***** DATASET ROWS *****
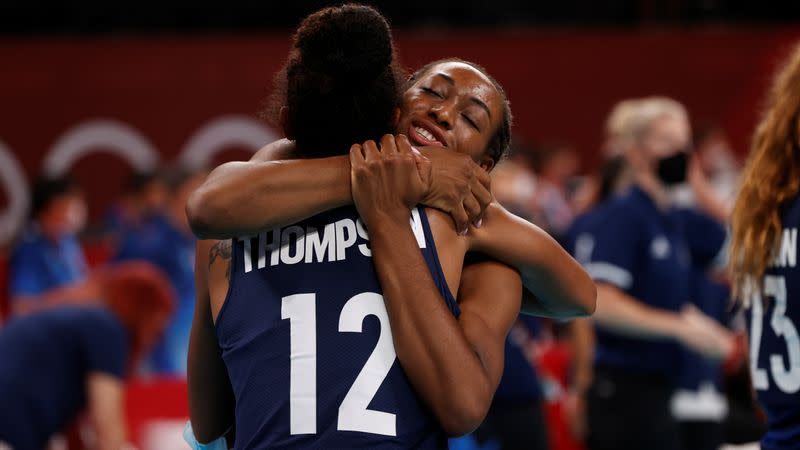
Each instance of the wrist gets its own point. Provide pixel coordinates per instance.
(387, 218)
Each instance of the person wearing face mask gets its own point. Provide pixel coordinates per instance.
(47, 266)
(644, 255)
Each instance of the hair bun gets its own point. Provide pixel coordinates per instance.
(347, 42)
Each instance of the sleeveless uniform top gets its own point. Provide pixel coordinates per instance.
(774, 317)
(306, 339)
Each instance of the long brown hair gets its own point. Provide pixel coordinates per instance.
(771, 177)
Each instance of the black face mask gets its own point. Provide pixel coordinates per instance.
(672, 169)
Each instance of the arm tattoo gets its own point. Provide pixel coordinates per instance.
(222, 249)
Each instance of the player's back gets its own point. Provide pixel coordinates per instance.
(306, 338)
(775, 343)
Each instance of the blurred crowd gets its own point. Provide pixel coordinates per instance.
(649, 225)
(566, 385)
(48, 266)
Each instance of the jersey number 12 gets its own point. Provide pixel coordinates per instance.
(300, 309)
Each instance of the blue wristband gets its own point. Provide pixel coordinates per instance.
(188, 436)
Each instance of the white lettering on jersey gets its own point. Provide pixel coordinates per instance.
(362, 233)
(294, 245)
(345, 237)
(292, 236)
(786, 253)
(320, 249)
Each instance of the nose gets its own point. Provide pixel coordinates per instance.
(443, 115)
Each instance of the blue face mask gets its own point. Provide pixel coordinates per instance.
(672, 169)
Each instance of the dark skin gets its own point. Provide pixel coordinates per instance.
(433, 346)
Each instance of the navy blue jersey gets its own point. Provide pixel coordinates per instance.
(45, 359)
(306, 339)
(629, 243)
(774, 341)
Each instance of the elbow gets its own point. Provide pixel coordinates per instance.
(464, 415)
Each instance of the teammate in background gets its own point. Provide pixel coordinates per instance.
(636, 248)
(449, 77)
(166, 241)
(47, 266)
(68, 359)
(142, 202)
(763, 261)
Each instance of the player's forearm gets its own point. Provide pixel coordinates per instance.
(560, 286)
(243, 198)
(429, 342)
(623, 314)
(211, 400)
(582, 336)
(211, 403)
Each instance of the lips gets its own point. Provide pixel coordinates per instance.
(426, 135)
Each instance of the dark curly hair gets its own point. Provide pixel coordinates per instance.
(340, 84)
(501, 140)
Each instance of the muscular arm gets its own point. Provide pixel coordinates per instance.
(434, 347)
(211, 401)
(242, 198)
(560, 286)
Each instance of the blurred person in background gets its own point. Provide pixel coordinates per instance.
(711, 176)
(555, 166)
(513, 182)
(142, 202)
(763, 262)
(635, 247)
(166, 241)
(60, 362)
(535, 183)
(47, 267)
(516, 418)
(613, 176)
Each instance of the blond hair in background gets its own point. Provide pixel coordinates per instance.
(771, 177)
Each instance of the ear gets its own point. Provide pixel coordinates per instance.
(284, 118)
(487, 163)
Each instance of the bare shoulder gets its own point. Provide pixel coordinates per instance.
(219, 257)
(275, 151)
(500, 225)
(450, 247)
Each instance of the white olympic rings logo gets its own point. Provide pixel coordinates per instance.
(127, 143)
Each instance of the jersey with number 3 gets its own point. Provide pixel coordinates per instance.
(306, 339)
(774, 339)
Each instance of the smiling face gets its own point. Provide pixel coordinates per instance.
(453, 105)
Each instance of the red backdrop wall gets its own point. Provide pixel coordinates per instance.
(561, 84)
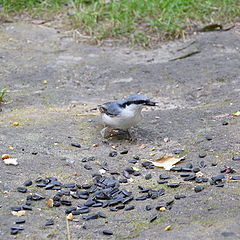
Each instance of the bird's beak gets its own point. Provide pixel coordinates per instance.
(150, 103)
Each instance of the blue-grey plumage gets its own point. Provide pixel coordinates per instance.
(125, 113)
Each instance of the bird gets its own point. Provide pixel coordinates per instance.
(125, 113)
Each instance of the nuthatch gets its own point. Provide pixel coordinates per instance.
(125, 113)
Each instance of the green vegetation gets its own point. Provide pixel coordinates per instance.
(140, 21)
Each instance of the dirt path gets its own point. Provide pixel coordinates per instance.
(196, 96)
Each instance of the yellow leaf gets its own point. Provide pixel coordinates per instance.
(236, 114)
(167, 162)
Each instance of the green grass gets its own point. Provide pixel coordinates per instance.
(138, 21)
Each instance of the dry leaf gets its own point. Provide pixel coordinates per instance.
(236, 114)
(10, 161)
(167, 228)
(50, 203)
(167, 162)
(18, 213)
(70, 217)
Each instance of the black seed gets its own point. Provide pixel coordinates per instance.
(49, 186)
(41, 185)
(218, 178)
(87, 167)
(162, 181)
(107, 232)
(184, 169)
(176, 169)
(69, 210)
(69, 185)
(22, 189)
(195, 170)
(179, 196)
(198, 189)
(148, 176)
(124, 152)
(76, 145)
(136, 173)
(19, 228)
(164, 176)
(112, 154)
(102, 215)
(16, 208)
(178, 151)
(27, 183)
(189, 165)
(185, 174)
(173, 185)
(49, 223)
(228, 234)
(26, 207)
(202, 155)
(90, 217)
(122, 180)
(65, 192)
(56, 204)
(20, 221)
(148, 207)
(190, 178)
(129, 207)
(224, 123)
(235, 177)
(142, 198)
(209, 138)
(14, 232)
(132, 161)
(66, 202)
(153, 218)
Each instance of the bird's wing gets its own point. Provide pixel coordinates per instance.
(110, 108)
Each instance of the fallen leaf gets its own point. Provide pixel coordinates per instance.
(167, 162)
(167, 228)
(236, 114)
(5, 156)
(18, 213)
(50, 203)
(70, 217)
(10, 161)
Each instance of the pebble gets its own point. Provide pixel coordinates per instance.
(198, 189)
(164, 176)
(178, 151)
(179, 196)
(162, 181)
(27, 183)
(173, 185)
(113, 154)
(202, 155)
(153, 218)
(107, 232)
(75, 145)
(129, 208)
(87, 167)
(49, 223)
(20, 221)
(224, 123)
(22, 189)
(148, 176)
(124, 152)
(202, 164)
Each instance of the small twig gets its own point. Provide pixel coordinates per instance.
(68, 231)
(185, 56)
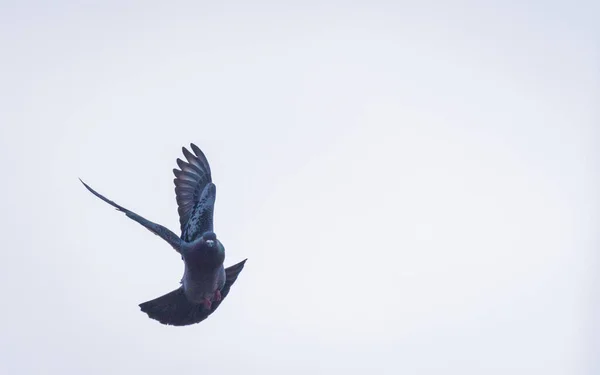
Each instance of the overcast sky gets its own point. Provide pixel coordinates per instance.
(415, 186)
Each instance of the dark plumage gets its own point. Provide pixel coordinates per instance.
(205, 281)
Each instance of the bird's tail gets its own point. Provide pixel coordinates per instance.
(175, 309)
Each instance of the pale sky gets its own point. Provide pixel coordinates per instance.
(414, 185)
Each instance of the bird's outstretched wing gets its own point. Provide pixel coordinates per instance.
(157, 229)
(174, 308)
(195, 194)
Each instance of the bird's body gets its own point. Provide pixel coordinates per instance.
(205, 280)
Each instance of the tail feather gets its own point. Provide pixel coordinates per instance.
(175, 309)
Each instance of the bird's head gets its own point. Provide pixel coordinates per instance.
(207, 250)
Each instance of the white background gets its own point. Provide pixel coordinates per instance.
(414, 185)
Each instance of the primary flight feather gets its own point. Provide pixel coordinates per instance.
(206, 282)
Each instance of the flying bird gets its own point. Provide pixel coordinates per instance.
(206, 282)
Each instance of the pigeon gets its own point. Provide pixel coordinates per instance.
(206, 282)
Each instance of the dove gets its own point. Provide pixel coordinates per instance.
(205, 282)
*****
# [CHALLENGE]
Copy out the material word for word, starting at the line that contains "Each instance of the bird's body" and continuing through the final line, with both of those lines included.

# [TASK OUTPUT]
Each instance of the bird's body gets its own point. Provide pixel coordinates per instance.
(205, 280)
Each instance of the tail feather gets its own point. Provide pixel coordinates per instance.
(175, 309)
Each instance of the bird's head gets its own point. Provide pixel coordinates per instance.
(207, 250)
Each instance of the white background gets its own point. Provide pixel coordinates per instance.
(414, 185)
Each instance of the primary flight feather gets its own point. Provide pixel coordinates per instance.
(206, 282)
Each instance of the flying bird gets its own point. Provide pixel coordinates per instance.
(206, 282)
Each instance of the pigeon gets its own point. Provide pixel coordinates per instance.
(206, 282)
Each instance of the dove gets its own point. Provide pixel coordinates per instance.
(205, 282)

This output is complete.